## Excerpt to read
★ ★ ★ ★
UPDATE: Larry Sanders (illness) is out for the Bucks, while Luol Deng (hand) and Chris Andersen (ankle) are out for the Heat. Zaza Pachulia will start at center for the Bucks and Danny Granger will start in Deng's spot for the Heat.
The last time the Bucks faced the Miami Heat, they pulled out a surprising road win that got them back to .500 and kickstarted a streak of six wins in eight games. Tonight, they'll need a win to avoid falling below .500 for the first time since that trip to Miami on November 16.
After streaking to a 10-7 record against the league's weakest November schedule, the Bucks have been handed a dose of reality in three straight losses against the Rockets, Cavs and Mavericks, and it doesn't get much easier with 10 of their next 11 opponents at or above .500. The only exception? A Thunder team that now has both Russell Westbrook and Kevin Durant back from injury. GULP. The Bucks could get some help tonight if Luol Deng is shelved by the hand injury he picked up in Wednesday's loss in Atlanta, though Dwyane Wade will be back after missing the teams' first encounter in Miami.
★ ★ ★ ★
## Instruction 1
Transcribe the passage of the game preview that begins at the words "UPDATE: Larry Sanders" and stops after "spot for the Heat.".
## Instruction 2
Using the game preview, decide whether each statement agrees with it, answering yes or no and quoting the words that decide it: (a) Zaza Pachulia will start at center for the Bucks; (b) Dwyane Wade played in the teams' first encounter in Miami; (c) the Bucks' three straight losses came against the Rockets, Cavs and Mavericks.
## Instruction 3
Resume the game preview, continuing from its last sentence.

## Data
★ ★ ★ ★
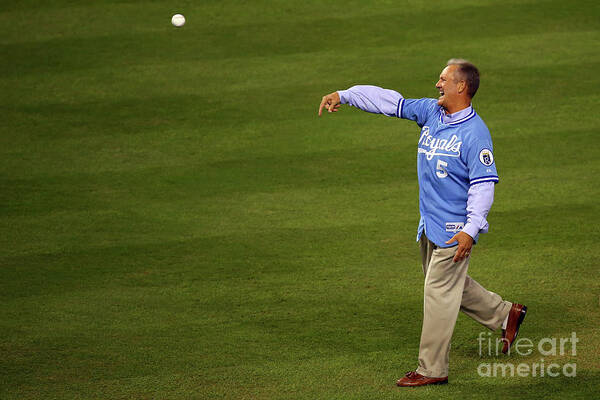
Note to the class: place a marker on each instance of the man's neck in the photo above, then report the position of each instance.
★ ★ ★ ★
## Task answer 1
UPDATE: Larry Sanders (illness) is out for the Bucks, while Luol Deng (hand) and Chris Andersen (ankle) are out for the Heat. Zaza Pachulia will start at center for the Bucks and Danny Granger will start in Deng's spot for the Heat.

## Task answer 2
(a) Yes: "Zaza Pachulia will start at center for the Bucks."
(b) No: "Dwyane Wade will be back after missing the teams' first encounter in Miami."
(c) Yes: "the Bucks have been handed a dose of reality in three straight losses against the Rockets, Cavs and Mavericks."

## Task answer 3
The defense rests? While both Texas teams were missing all-stars in their recent wins at the BC, the Bucks can at least take some heart in competing to the end in narrow losses to the Cavs and Mavs. Not that their defense has had too much to do with it -- while the Bucks' defense still ranks an encouraging ninth overall, it's been a tale of two seasons through 20 games for Milwaukee. The Bucks ranked 29th offensively and second defensively after ten games, but the following ten games have seen the offense carry the load. The Bucks have both scored and allowed 12 pts/100 possessions more in games 11 through 20, with their offense ranking 11th in the league in that span and their defense just 22nd. So maybe this isn't a defensive team after all?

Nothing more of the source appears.